Written task A
In the essay on electing the House of Lords, which form of STV does the committee reportedly plan to recommend?
Written task B
Carry on the essay on electing the House of Lords, picking up right after its last sentence.
-- begin Page text --
STV and above-the-line voting for elected ‘Lords’?

The following is a guest-post by Alan Renwick, Professor at the University of Reading in the UK. It originally appeared at the Reading Politics blog.

I asked Alan if I could reproduce this essay here at F&V, figuring it would be of interest to this community.

All of what follows is by Alan. I will also copy over a comment that I originally posted at Reading Politics.

Electing the House of Lords: Should there be above-the-line voting?
Alan Renwick

The parliamentary select committee that has been examining the government’s proposals for reform of the House of Lords will be publishing its report in a couple of weeks’ time. Rumour has it that they want an electoral system different from the one proposed by the government. Nick Clegg and colleagues argue that the Single Transferable Vote (STV) form of proportional representation should be used. But the committee has been interested in finding a system that will give voters a choice between voting for individual candidates and for a single party ticket (see the transcript of their oral evidence session last December, when the quizzed Iain McLean and me on this subject). According to the Guardian, the committee is going to recommend the form of STV used in many Australian elections, where voters can vote ‘above the line’ for a party or ‘below the line’ for individual candidates.
-- end Page text --
-- begin Source material --
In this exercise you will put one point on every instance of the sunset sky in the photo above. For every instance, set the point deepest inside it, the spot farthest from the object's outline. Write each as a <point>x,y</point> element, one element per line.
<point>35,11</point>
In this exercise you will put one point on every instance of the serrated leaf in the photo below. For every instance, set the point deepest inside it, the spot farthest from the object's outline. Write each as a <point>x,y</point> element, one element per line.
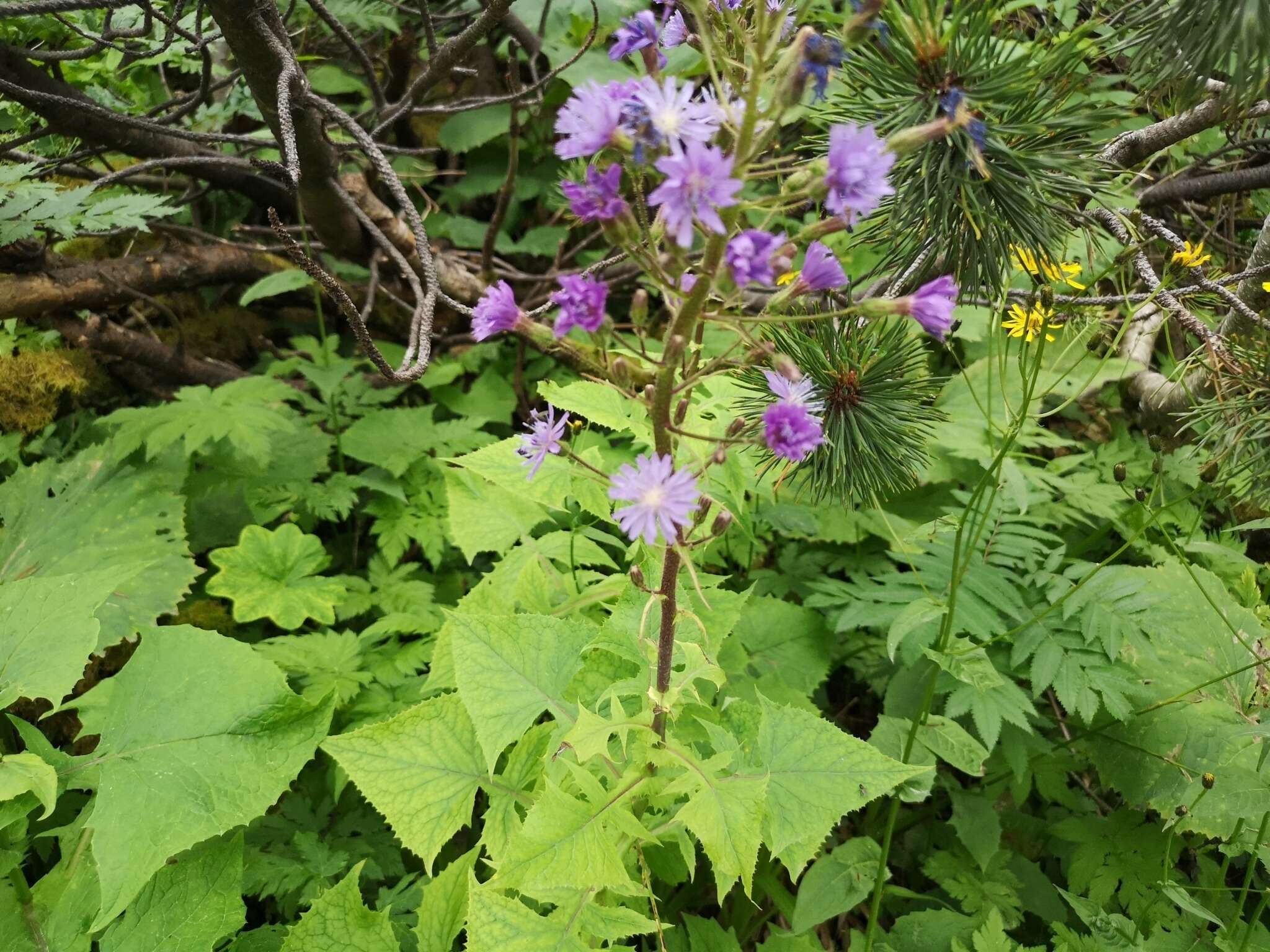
-- end Source material --
Task result A
The form used in many Australian elections, where voters can vote above the line for a party or below the line for individual candidates.

Task result B
The Electoral Reform Society is crying foul over this. Calling the proposals a ‘dog’s breakfast’, they say that STV with above-the-line voting will return power to the parties, rather than allowing voters to determine who gets elected.

What should dispassionate observers make of this? I think three questions need to be considered. First, how much power would the inclusion of a party voting option give to parties and to voters? Second, how much power should parties and voters have in determining which candidates are elected? Third, are there any other considerations that we should take into account before deciding whether we think that possibility of above-the-line voting should be welcomed? Most of this rather lengthy (sorry) post will focus on the first of these questions; I’ll say a little about the other two at the end.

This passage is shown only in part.